* **Set task**: Reproduce everything in the records from the line containing "Target: **dark doorway interior**" down to the line containing "233 38 L 234", both lines included, with the requests unchanged. Decrease every number in the SVG answers by 136, covering both the viewBox values and the path coordinates.
━━━━━━
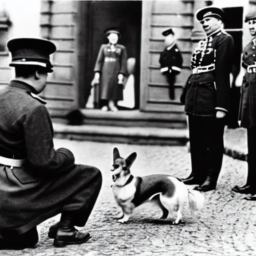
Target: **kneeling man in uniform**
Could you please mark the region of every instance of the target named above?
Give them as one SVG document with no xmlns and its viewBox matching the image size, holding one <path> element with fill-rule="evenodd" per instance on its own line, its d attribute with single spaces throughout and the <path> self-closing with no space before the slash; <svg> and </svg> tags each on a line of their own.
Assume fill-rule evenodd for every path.
<svg viewBox="0 0 256 256">
<path fill-rule="evenodd" d="M 75 164 L 67 148 L 56 150 L 46 102 L 38 96 L 52 72 L 55 45 L 38 38 L 8 42 L 15 78 L 0 90 L 0 248 L 32 248 L 36 226 L 61 213 L 48 236 L 56 246 L 82 244 L 78 231 L 90 214 L 102 176 L 95 167 Z"/>
</svg>

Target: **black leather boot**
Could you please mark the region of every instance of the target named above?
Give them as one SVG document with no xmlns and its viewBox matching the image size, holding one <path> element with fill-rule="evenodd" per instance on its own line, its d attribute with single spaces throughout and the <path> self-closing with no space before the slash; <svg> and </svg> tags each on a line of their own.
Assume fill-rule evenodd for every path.
<svg viewBox="0 0 256 256">
<path fill-rule="evenodd" d="M 72 214 L 62 214 L 58 228 L 54 240 L 54 246 L 64 247 L 68 244 L 80 244 L 91 238 L 89 233 L 82 233 L 74 228 L 74 218 Z"/>
<path fill-rule="evenodd" d="M 48 232 L 48 237 L 49 238 L 54 238 L 56 237 L 59 226 L 60 222 L 58 222 L 50 227 L 49 231 Z"/>
<path fill-rule="evenodd" d="M 200 186 L 196 186 L 194 190 L 202 192 L 206 192 L 215 190 L 217 182 L 212 180 L 211 177 L 208 176 L 205 182 Z"/>
<path fill-rule="evenodd" d="M 250 185 L 246 184 L 242 186 L 234 186 L 231 190 L 236 193 L 248 194 L 252 192 L 252 188 Z"/>
</svg>

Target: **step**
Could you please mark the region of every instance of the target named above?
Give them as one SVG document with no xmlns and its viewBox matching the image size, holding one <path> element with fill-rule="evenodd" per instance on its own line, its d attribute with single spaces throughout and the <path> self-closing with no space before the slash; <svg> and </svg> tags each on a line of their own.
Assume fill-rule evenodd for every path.
<svg viewBox="0 0 256 256">
<path fill-rule="evenodd" d="M 120 110 L 118 112 L 100 110 L 81 109 L 84 118 L 83 124 L 87 125 L 112 126 L 154 127 L 170 128 L 186 128 L 186 121 L 184 112 L 146 112 L 138 110 Z M 50 110 L 54 122 L 67 124 L 66 112 Z"/>
<path fill-rule="evenodd" d="M 95 142 L 161 145 L 184 145 L 186 129 L 109 126 L 69 126 L 53 123 L 54 138 Z"/>
</svg>

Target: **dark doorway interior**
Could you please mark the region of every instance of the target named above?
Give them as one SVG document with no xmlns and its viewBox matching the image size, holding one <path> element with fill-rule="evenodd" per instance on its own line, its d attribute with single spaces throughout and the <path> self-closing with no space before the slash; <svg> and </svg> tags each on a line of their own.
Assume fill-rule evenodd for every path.
<svg viewBox="0 0 256 256">
<path fill-rule="evenodd" d="M 233 38 L 234 46 L 233 76 L 231 87 L 231 106 L 228 122 L 229 128 L 237 128 L 240 102 L 240 88 L 236 86 L 236 80 L 240 70 L 241 54 L 242 50 L 243 8 L 223 8 L 225 12 L 224 29 Z M 234 17 L 235 18 L 234 18 Z"/>
<path fill-rule="evenodd" d="M 140 56 L 142 27 L 142 1 L 88 1 L 90 2 L 90 36 L 88 50 L 90 58 L 88 63 L 86 86 L 89 88 L 94 75 L 94 68 L 97 56 L 102 44 L 108 42 L 104 30 L 112 26 L 120 26 L 122 36 L 118 44 L 127 49 L 128 58 L 136 59 L 135 77 L 134 108 L 139 108 Z M 100 102 L 94 102 L 96 108 L 100 108 Z"/>
</svg>

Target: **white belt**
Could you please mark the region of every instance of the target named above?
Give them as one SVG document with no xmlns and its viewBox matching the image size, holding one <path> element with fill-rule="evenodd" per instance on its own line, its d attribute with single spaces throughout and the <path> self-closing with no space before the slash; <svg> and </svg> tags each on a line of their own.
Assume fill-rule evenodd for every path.
<svg viewBox="0 0 256 256">
<path fill-rule="evenodd" d="M 256 64 L 249 65 L 247 67 L 247 72 L 248 73 L 256 73 Z"/>
<path fill-rule="evenodd" d="M 26 159 L 12 159 L 0 156 L 0 164 L 14 167 L 21 167 Z"/>
<path fill-rule="evenodd" d="M 208 72 L 215 70 L 215 64 L 210 64 L 207 66 L 198 66 L 192 70 L 194 74 L 199 74 L 204 72 Z"/>
</svg>

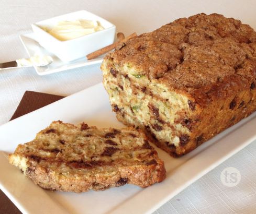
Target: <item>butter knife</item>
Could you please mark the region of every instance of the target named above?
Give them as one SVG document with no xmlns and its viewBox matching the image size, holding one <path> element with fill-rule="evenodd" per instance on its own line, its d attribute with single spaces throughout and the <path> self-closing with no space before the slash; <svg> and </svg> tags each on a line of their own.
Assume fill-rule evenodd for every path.
<svg viewBox="0 0 256 214">
<path fill-rule="evenodd" d="M 0 63 L 0 69 L 12 68 L 18 67 L 18 63 L 16 61 L 10 61 L 6 63 Z"/>
<path fill-rule="evenodd" d="M 0 63 L 0 69 L 12 68 L 17 67 L 46 66 L 53 62 L 48 55 L 36 55 L 29 58 L 21 58 L 15 61 Z"/>
</svg>

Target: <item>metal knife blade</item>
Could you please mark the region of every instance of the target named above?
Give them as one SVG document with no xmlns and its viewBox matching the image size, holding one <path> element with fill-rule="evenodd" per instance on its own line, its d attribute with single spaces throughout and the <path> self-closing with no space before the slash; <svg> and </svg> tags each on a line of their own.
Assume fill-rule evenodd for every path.
<svg viewBox="0 0 256 214">
<path fill-rule="evenodd" d="M 16 61 L 10 61 L 6 63 L 0 63 L 0 69 L 10 68 L 17 67 L 18 64 Z"/>
</svg>

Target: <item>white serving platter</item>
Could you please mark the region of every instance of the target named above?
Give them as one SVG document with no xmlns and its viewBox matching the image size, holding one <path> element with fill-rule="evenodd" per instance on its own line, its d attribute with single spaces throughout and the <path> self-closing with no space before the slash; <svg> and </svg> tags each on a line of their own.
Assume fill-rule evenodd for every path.
<svg viewBox="0 0 256 214">
<path fill-rule="evenodd" d="M 34 33 L 20 35 L 20 38 L 29 57 L 31 57 L 37 54 L 39 55 L 48 55 L 52 57 L 53 62 L 47 66 L 34 66 L 37 73 L 39 75 L 46 75 L 63 70 L 101 63 L 103 60 L 104 55 L 99 56 L 95 59 L 90 60 L 87 60 L 85 56 L 84 56 L 84 57 L 82 58 L 70 62 L 64 62 L 53 53 L 48 51 L 42 47 L 37 41 Z"/>
<path fill-rule="evenodd" d="M 9 164 L 6 154 L 32 140 L 54 120 L 119 128 L 102 84 L 85 89 L 0 126 L 0 188 L 27 213 L 151 213 L 196 180 L 256 139 L 256 112 L 179 158 L 157 149 L 167 177 L 147 188 L 126 185 L 82 194 L 44 190 Z"/>
</svg>

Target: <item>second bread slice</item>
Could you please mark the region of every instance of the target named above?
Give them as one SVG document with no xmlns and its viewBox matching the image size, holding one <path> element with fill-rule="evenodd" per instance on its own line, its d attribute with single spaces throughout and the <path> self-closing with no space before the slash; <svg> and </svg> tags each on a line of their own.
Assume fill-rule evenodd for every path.
<svg viewBox="0 0 256 214">
<path fill-rule="evenodd" d="M 18 146 L 10 163 L 42 188 L 104 190 L 126 183 L 146 187 L 165 177 L 163 162 L 144 135 L 130 129 L 97 129 L 55 121 Z"/>
</svg>

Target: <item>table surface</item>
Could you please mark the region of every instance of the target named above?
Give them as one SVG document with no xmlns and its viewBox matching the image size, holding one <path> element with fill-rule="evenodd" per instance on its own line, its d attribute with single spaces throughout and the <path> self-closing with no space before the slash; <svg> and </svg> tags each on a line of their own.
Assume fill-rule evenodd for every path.
<svg viewBox="0 0 256 214">
<path fill-rule="evenodd" d="M 27 57 L 19 35 L 31 31 L 30 24 L 57 15 L 85 9 L 128 35 L 151 31 L 180 17 L 199 13 L 232 17 L 256 29 L 256 1 L 0 0 L 1 62 Z M 99 65 L 38 76 L 33 68 L 0 71 L 0 125 L 7 122 L 26 90 L 66 96 L 102 81 Z M 256 142 L 239 152 L 159 208 L 155 213 L 253 213 L 256 210 Z M 220 173 L 233 167 L 241 180 L 224 186 Z"/>
</svg>

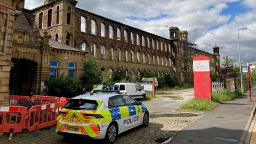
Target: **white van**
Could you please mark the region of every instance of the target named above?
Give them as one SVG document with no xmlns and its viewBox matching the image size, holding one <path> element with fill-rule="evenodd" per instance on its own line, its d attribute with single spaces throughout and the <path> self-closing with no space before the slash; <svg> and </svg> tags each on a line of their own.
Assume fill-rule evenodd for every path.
━━━━━━
* **Solution to this task**:
Target: **dark doorway interior**
Could you please mark the region of every instance of the target named above?
Give them as one SVG document with no xmlns and its viewBox matching the image size, holding one <path> element with fill-rule="evenodd" per instance on its own line, its d attribute with single spaces throughout and the <path> self-closing with no space before the slash; <svg> and </svg> tags each on a line of their own.
Assume fill-rule evenodd for every path.
<svg viewBox="-136 -136 120 120">
<path fill-rule="evenodd" d="M 97 -98 L 98 -90 L 97 -60 L 95 -49 L 95 -30 L 92 -14 L 93 -8 L 101 -8 L 104 -34 L 104 -48 L 100 -50 L 100 -56 L 104 -66 L 105 -82 L 106 -86 L 107 -128 L 87 -128 L 89 -124 L 88 -107 Z M 98 -119 L 99 -118 L 98 -118 Z"/>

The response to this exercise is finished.